_Data supplied_

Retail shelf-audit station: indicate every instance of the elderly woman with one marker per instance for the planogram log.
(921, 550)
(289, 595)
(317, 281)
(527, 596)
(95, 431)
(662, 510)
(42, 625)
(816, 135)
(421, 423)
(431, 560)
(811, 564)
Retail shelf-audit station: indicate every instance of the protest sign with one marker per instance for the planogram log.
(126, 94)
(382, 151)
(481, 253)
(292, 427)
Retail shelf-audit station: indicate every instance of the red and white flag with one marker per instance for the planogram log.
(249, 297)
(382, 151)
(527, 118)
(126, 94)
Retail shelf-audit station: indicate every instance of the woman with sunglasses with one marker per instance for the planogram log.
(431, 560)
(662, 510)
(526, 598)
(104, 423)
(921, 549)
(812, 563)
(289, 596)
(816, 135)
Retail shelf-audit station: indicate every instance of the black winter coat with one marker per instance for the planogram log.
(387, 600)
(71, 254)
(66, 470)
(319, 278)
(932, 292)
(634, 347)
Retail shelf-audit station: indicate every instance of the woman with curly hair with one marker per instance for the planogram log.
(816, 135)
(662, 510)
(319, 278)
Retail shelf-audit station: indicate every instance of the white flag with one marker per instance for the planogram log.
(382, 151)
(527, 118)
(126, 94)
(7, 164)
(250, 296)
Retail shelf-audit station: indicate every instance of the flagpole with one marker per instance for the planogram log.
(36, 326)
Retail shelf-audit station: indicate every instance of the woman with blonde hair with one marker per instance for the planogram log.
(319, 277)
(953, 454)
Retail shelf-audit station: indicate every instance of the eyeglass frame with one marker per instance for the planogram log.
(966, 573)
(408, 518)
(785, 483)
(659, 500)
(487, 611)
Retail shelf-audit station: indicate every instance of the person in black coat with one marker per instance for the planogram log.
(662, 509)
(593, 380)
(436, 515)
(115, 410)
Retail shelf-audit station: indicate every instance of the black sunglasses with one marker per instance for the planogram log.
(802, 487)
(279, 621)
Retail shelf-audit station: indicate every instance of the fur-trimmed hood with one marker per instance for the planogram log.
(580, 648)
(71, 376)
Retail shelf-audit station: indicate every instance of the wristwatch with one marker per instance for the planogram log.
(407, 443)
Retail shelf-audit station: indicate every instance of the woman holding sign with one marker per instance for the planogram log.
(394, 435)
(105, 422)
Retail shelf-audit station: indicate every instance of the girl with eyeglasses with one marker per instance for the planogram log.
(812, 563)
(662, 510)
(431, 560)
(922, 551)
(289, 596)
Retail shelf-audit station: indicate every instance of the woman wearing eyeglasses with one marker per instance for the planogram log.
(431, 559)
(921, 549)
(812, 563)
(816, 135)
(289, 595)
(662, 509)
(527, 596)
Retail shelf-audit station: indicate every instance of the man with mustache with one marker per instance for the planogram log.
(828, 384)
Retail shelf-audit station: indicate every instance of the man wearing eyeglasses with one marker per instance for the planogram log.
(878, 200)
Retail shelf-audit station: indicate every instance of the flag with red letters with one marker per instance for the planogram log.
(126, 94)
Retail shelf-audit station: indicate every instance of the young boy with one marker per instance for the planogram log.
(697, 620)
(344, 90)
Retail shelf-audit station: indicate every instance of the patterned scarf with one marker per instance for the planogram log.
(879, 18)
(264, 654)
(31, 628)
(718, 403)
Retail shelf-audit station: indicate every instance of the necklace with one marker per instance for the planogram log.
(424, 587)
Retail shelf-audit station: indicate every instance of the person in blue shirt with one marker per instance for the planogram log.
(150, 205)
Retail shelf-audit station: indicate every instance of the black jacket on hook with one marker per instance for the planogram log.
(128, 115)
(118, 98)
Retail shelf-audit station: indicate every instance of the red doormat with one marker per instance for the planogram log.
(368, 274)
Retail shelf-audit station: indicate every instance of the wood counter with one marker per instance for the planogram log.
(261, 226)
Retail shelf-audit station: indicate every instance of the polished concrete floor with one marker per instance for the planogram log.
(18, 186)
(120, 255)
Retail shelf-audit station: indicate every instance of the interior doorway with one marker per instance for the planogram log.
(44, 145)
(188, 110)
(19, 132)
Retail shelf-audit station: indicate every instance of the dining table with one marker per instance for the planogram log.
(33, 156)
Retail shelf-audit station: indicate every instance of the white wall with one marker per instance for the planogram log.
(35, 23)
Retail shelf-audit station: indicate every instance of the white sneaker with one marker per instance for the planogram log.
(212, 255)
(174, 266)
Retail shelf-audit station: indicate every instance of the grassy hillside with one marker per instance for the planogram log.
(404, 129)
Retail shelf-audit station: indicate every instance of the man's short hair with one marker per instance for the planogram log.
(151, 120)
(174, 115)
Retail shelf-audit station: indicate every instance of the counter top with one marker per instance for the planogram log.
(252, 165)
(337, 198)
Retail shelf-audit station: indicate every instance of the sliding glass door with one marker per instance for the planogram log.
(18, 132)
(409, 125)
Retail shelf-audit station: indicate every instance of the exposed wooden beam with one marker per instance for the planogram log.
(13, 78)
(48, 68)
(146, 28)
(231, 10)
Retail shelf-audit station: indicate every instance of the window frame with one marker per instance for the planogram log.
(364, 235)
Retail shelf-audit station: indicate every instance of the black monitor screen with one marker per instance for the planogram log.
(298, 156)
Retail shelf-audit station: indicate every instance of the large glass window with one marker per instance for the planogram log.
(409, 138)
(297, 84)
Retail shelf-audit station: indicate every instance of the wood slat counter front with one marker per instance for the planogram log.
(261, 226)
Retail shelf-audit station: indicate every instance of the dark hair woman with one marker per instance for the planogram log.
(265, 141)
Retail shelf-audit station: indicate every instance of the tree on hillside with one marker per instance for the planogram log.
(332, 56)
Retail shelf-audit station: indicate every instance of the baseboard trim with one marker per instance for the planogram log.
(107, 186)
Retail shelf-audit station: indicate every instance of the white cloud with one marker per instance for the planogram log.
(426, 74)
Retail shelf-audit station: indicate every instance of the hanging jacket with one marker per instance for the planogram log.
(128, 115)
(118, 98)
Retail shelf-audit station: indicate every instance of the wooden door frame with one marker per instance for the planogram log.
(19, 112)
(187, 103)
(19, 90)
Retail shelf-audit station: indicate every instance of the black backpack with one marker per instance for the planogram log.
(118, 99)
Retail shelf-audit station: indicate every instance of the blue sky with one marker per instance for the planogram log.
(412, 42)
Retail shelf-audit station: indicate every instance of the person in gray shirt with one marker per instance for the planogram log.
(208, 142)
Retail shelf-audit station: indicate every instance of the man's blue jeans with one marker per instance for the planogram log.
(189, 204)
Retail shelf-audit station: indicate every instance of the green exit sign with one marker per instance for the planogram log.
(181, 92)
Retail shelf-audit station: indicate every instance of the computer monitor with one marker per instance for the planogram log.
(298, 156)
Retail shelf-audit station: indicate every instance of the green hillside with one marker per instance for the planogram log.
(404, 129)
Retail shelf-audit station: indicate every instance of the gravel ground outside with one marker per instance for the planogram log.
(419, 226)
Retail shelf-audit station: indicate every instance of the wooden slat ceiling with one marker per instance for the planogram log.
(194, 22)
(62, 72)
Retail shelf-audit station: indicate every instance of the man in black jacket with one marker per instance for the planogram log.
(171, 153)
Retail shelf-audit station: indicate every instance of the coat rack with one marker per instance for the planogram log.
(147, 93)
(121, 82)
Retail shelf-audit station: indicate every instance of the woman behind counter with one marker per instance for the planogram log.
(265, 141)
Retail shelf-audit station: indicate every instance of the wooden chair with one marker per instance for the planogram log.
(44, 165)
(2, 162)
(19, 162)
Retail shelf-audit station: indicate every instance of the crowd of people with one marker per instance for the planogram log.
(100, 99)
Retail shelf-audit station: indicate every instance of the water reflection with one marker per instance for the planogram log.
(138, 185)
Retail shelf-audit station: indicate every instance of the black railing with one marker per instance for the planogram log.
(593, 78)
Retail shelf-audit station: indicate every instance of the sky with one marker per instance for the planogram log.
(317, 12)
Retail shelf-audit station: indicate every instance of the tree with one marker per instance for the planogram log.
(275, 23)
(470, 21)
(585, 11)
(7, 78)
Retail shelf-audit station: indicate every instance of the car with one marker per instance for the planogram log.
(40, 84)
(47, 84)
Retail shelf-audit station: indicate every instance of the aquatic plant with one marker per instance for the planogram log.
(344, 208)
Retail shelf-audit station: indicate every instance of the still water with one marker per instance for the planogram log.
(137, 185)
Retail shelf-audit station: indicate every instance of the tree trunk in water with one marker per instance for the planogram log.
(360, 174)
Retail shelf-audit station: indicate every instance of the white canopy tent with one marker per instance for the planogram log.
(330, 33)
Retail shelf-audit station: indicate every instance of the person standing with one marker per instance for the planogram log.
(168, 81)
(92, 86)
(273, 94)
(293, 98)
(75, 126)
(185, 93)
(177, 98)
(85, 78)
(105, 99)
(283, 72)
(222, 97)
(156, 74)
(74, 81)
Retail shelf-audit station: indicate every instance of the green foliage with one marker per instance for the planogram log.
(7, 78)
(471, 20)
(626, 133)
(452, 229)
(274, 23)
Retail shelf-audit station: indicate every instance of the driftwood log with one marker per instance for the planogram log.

_What the exercise asks_
Would you retype the lines of the data above, from the one holding "Retail shelf-audit station: indicate every instance of the car" through its final line, exactly and without adding any other line?

_Solution to this problem_
Retail shelf-audit station: indicate every instance of the car with one marker per instance for the planogram log.
(40, 84)
(47, 84)
Retail shelf-audit station: indicate every instance of the aquatic plant with one marker per instance for the planogram log.
(344, 208)
Retail shelf-audit station: indicate every instance of the still water with one marker per instance for the planogram log.
(137, 185)
Retail shelf-audit station: indicate every instance of the tree trunk in water with one marker per instance for the planogram log.
(360, 174)
Retail shelf-audit station: indicate every instance of the white canopy tent with one marker per instance for the planogram log.
(330, 33)
Retail shelf-audit station: indicate every instance of the person standing with one marker per instance for the planogram log.
(168, 81)
(92, 86)
(273, 94)
(293, 98)
(75, 126)
(185, 93)
(177, 98)
(85, 78)
(105, 99)
(283, 72)
(222, 97)
(156, 74)
(74, 81)
Retail shelf-audit station: indicate every instance of the green foliage with one marker per instance for the planogram log.
(7, 78)
(471, 20)
(626, 133)
(452, 229)
(274, 23)
Retail shelf-audit station: indicate every instance of the driftwood log with one marker per instance for the planogram log.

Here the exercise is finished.